§ Problem to solve: Report how many lines in the data below contain the string "thumb", giving only the number.

** start of Supplied data **

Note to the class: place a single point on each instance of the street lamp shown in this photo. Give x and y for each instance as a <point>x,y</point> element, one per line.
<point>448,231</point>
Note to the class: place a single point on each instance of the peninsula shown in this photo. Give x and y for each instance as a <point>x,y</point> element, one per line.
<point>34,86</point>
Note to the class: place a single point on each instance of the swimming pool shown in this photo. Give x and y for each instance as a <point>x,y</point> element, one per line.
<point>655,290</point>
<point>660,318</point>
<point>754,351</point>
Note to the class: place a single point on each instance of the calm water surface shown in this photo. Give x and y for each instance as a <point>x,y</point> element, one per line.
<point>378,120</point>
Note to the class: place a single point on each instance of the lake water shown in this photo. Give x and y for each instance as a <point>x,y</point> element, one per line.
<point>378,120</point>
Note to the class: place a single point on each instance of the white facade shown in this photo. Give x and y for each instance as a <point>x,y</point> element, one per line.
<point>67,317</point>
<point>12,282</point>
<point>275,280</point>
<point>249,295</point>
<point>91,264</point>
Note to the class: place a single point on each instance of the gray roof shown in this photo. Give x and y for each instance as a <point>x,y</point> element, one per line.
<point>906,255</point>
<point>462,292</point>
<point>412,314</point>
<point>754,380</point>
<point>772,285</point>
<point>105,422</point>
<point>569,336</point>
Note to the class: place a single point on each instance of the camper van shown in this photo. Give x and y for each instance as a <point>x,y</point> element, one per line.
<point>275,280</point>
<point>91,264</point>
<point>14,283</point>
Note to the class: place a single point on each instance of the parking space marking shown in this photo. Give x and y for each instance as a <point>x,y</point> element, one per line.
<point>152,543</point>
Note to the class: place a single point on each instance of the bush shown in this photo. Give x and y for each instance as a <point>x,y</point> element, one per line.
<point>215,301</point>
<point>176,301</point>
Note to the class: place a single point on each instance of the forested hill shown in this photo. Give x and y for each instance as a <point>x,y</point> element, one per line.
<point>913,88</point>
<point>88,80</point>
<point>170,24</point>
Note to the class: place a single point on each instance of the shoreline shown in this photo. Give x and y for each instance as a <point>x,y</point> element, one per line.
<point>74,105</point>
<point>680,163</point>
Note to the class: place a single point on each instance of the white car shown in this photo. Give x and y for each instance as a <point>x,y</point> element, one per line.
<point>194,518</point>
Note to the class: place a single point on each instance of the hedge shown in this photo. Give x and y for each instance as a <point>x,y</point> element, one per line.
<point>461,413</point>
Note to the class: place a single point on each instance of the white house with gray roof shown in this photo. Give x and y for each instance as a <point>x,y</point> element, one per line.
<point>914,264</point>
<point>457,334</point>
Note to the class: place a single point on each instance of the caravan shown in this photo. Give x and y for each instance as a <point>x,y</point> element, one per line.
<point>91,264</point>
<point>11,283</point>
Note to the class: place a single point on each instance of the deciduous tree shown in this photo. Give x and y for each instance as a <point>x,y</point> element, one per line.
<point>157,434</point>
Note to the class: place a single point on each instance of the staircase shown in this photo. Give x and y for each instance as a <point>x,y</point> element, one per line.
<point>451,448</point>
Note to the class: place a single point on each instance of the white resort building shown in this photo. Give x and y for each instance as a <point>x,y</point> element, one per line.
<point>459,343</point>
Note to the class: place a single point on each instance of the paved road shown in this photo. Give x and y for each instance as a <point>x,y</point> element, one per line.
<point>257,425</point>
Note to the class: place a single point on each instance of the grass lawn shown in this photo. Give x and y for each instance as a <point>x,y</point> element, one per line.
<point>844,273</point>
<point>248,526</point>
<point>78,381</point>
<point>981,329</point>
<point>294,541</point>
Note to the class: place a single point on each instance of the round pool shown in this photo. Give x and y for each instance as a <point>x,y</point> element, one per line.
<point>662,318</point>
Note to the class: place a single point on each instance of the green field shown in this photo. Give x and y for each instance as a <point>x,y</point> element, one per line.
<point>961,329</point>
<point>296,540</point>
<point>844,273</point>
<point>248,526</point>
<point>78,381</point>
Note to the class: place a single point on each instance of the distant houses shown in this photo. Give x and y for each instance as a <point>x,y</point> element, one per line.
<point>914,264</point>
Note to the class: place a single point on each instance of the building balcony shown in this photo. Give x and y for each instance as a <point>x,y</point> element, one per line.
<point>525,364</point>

** end of Supplied data **
** start of Supplied data **

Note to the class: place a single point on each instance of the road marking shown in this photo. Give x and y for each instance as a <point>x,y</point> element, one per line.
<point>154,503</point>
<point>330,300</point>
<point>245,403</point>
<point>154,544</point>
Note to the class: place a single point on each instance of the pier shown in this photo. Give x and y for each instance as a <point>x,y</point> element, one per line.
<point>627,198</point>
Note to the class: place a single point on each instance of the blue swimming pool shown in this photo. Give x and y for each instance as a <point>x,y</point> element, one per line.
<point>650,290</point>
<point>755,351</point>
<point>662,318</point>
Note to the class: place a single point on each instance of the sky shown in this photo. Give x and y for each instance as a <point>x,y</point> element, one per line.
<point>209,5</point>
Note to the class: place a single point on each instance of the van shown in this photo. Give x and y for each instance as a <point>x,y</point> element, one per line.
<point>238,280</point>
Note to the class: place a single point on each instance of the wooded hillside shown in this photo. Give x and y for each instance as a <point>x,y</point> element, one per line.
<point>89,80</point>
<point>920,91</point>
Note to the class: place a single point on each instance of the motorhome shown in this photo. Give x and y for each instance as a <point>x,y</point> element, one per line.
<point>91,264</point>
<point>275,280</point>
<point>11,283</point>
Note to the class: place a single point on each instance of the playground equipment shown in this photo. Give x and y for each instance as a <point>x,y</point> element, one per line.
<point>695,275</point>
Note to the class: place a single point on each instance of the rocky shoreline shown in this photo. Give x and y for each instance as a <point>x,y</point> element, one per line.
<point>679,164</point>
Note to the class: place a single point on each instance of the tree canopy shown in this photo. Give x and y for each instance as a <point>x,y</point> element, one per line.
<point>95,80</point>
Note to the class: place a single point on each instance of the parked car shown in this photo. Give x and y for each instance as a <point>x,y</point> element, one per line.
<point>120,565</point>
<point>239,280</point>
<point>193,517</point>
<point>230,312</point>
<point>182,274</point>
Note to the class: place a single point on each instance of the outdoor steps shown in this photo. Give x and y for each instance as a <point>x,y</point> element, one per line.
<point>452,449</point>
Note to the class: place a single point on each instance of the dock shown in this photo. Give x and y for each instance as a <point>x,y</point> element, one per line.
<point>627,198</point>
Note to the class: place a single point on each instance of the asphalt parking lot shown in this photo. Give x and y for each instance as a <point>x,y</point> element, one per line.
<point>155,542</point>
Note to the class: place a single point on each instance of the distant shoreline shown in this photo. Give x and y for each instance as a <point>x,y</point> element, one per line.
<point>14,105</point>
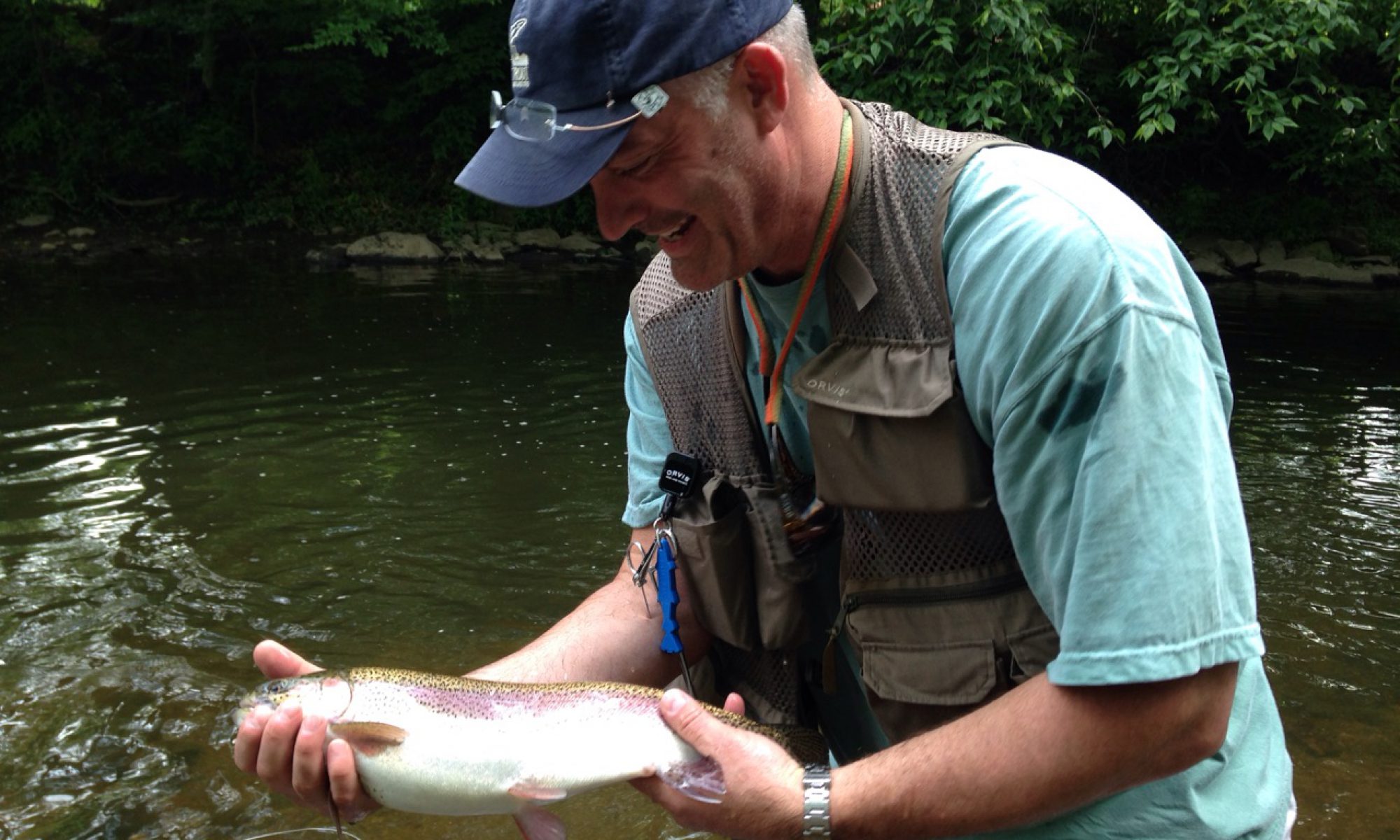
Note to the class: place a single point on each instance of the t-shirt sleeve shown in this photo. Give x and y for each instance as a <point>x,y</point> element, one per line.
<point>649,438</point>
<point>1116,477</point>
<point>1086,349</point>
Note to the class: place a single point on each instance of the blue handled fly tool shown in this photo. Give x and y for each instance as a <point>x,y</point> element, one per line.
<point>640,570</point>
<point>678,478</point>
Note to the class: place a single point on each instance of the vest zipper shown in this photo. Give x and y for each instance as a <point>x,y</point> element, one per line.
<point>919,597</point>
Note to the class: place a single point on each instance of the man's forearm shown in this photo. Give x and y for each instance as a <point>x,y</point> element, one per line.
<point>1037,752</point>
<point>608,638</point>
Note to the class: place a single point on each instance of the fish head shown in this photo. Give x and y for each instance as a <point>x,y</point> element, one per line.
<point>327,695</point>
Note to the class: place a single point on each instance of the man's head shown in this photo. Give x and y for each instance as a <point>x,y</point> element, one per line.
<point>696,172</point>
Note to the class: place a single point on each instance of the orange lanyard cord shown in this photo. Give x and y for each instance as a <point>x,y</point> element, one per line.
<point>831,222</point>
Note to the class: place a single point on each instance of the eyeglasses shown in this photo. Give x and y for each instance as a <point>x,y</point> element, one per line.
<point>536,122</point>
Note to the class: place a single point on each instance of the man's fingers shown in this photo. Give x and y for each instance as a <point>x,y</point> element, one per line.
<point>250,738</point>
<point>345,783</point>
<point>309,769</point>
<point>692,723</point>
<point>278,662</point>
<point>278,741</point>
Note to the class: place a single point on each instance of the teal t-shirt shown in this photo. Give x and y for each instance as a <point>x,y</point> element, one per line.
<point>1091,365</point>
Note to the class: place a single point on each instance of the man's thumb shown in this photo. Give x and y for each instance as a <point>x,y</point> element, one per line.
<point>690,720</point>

** end of Supplied data **
** start of Supplied data **

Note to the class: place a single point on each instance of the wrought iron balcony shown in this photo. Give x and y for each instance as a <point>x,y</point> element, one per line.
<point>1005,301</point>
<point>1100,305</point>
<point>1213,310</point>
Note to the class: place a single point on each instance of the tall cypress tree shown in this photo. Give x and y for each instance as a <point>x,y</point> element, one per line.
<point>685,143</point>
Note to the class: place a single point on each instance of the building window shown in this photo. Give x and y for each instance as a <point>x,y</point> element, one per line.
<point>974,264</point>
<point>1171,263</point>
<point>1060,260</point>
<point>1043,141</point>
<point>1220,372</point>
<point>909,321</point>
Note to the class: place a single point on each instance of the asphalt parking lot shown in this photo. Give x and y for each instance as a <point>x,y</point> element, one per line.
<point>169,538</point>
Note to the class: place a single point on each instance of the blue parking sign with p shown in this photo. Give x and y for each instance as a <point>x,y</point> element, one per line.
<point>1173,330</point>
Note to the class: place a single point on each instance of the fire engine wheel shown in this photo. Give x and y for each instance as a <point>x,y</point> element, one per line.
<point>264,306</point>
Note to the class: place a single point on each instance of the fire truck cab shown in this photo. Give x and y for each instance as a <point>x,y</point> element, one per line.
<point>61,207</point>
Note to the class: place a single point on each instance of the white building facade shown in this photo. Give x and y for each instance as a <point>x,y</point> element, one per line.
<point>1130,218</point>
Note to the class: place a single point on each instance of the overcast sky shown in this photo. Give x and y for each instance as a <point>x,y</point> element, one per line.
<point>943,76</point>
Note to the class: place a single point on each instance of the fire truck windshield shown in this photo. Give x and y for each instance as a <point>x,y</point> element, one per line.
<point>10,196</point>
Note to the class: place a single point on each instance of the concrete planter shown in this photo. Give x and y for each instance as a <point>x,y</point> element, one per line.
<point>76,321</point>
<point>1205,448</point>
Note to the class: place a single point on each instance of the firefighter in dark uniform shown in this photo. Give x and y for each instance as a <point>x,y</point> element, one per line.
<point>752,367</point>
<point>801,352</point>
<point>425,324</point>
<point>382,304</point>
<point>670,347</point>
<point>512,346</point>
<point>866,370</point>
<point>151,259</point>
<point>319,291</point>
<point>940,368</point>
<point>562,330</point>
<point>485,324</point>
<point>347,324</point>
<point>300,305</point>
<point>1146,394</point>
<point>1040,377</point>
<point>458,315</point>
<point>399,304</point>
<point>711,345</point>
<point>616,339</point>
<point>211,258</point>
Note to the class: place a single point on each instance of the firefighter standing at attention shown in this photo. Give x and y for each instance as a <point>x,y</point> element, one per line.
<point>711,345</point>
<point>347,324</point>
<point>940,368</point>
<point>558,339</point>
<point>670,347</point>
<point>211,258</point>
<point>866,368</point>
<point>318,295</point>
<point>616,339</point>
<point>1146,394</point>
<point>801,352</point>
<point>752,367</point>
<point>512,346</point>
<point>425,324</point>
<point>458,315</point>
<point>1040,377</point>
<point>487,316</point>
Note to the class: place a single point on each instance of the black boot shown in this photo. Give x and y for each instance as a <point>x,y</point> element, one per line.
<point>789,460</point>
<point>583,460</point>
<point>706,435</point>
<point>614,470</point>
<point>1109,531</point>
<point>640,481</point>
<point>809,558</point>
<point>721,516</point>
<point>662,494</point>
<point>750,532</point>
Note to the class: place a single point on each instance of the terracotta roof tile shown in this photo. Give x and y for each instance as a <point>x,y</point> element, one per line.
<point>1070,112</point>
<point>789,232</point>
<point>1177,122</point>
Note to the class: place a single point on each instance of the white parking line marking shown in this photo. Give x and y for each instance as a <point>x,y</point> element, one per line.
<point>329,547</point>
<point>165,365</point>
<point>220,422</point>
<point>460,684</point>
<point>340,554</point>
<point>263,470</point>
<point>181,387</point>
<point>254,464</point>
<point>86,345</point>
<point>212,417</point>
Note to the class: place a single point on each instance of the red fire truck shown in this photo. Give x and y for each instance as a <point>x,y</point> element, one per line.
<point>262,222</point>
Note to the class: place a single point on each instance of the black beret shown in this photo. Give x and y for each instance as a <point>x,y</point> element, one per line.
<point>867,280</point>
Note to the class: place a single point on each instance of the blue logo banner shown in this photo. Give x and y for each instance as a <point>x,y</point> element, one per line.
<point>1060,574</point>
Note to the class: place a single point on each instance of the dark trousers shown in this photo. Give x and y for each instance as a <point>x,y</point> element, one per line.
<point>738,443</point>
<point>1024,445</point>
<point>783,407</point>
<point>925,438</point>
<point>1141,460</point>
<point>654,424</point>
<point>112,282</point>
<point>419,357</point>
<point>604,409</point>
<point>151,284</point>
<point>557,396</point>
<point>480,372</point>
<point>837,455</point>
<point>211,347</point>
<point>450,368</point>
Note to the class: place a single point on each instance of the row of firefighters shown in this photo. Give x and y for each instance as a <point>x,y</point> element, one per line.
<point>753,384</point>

** end of Supplied data **

§ Correct answer: 1